--- Begin Data for processing ---
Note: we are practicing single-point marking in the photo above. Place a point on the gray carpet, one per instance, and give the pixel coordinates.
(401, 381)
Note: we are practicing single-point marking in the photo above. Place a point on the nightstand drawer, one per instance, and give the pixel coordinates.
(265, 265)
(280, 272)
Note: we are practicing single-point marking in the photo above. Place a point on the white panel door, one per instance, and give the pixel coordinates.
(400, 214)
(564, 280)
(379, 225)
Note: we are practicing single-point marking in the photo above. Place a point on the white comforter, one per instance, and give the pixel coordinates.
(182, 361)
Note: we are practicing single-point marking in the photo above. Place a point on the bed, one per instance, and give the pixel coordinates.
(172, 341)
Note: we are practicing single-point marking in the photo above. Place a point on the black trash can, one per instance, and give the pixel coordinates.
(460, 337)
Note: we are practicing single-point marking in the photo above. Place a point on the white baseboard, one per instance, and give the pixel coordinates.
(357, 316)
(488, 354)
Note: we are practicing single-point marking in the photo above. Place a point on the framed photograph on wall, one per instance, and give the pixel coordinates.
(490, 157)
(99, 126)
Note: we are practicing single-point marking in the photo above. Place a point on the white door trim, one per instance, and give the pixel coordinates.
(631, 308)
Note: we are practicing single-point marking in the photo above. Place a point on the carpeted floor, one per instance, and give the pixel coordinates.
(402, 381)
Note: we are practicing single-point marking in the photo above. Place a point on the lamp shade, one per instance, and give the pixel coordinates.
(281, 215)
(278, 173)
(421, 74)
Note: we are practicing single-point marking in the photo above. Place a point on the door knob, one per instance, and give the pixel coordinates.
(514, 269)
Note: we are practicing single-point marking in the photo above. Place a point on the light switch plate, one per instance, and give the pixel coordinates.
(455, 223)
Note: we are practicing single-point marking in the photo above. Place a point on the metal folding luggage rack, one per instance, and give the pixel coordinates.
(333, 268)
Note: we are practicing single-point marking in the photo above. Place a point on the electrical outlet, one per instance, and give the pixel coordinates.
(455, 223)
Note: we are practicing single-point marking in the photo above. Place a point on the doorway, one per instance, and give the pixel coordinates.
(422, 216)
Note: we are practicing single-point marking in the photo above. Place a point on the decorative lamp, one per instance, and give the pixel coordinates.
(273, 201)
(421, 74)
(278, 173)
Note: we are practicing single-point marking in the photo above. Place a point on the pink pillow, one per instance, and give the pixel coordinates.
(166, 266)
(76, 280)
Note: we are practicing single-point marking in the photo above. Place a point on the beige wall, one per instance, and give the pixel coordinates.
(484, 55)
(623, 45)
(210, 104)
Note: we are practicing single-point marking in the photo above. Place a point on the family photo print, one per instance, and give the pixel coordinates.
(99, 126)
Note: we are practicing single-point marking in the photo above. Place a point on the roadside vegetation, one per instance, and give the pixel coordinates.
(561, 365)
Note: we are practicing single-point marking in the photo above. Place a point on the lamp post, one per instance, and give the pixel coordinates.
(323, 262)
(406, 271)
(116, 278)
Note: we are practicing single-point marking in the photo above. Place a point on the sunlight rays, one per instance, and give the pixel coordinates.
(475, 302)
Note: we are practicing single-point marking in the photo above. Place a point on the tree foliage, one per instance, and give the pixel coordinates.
--- End Data for processing ---
▶ **Your goal**:
Update the records above by replacing every instance of "pixel coordinates" with "image coordinates", leaving all other text unchanged.

▶ **Exercise solution**:
Note: we are practicing single-point marking in the photo above. Place a point on the gray carpet, one per instance, and give the image coordinates.
(401, 381)
Note: we are practicing single-point marking in the photo above. Place a point on the nightstand drawer, one per instance, and give the image coordinates.
(265, 265)
(280, 272)
Note: we are practicing single-point marking in the photo above. Place a point on the white panel door, one per instance, and give the image coordinates.
(400, 214)
(564, 280)
(379, 225)
Note: we are practicing single-point marking in the photo above. Place a point on the white comforter, one per instance, and give the image coordinates.
(182, 361)
Note: we are practicing single-point marking in the photo above. Place a point on the bed, one per instance, and give the image coordinates.
(172, 341)
Note: we are practicing single-point marking in the photo above. Place a point on the black trash can, one per instance, and give the image coordinates.
(460, 337)
Note: we are practicing single-point marking in the photo above. Place a point on the white baseboard, one per instance, and give the image coordinates.
(357, 316)
(488, 354)
Note: we are practicing single-point marking in the photo above. Place a point on the framed photograph on wall, one per instance, and give the image coordinates.
(490, 157)
(99, 126)
Note: we are practicing single-point marking in the photo above. Place a point on the white door trim, one per instance, and give the image coordinates.
(631, 308)
Note: we are practicing single-point marking in the photo above. Place a point on the carpeted floor, one per instance, and give the image coordinates.
(402, 381)
Note: we are practicing single-point marking in the photo above. Place a point on the lamp shade, one per instance, and give the image coordinates.
(281, 215)
(278, 173)
(421, 74)
Note: we are practicing single-point marking in the photo above. Place a point on the door knob, one per instance, and give the image coordinates.
(514, 269)
Note: we are practicing single-point marking in the photo above. Place a point on the light switch plate, one per instance, and give the image coordinates.
(455, 223)
Note: we are practicing single-point marking in the photo above. Place a point on the metal folding luggage rack, one per instance, and give the image coordinates.
(333, 268)
Note: we are practicing single-point marking in the photo above. Place a point on the electrical outlet, one per instance, and give the image coordinates.
(455, 223)
Note: we are practicing single-point marking in the photo above. Place a point on the doorway, one per instance, and give the image coordinates.
(422, 216)
Note: we are practicing single-point marking in the photo above. Place a point on the decorative lamp, one per instance, and give the image coordinates.
(273, 201)
(421, 74)
(278, 173)
Note: we are practicing single-point marking in the photo above. Place a point on the pink pillow, one per instance, and give the image coordinates.
(166, 266)
(76, 280)
Note: we are practicing single-point marking in the photo above. Place a point on the beige wall, one per instance, and give the image coordinates.
(484, 55)
(623, 45)
(210, 104)
Note: we are practicing single-point marking in the photo above. Place a point on the family photo print, one per instance, and give the image coordinates.
(99, 126)
Note: we are practicing single-point marking in the photo above. Place a point on the roadside vegetation, one per instance, and give the image coordinates.
(561, 365)
Note: we are practicing single-point marking in the photo above. Place a point on the lamp post, one per instance, and give the image coordinates.
(323, 262)
(406, 271)
(116, 278)
Note: we are practicing single-point marking in the photo above. Place a point on the sunlight rays, one per instance, and give the image coordinates.
(475, 302)
Note: we are practicing single-point marking in the photo above. Place a point on the tree foliage, one per instance, and give the image coordinates.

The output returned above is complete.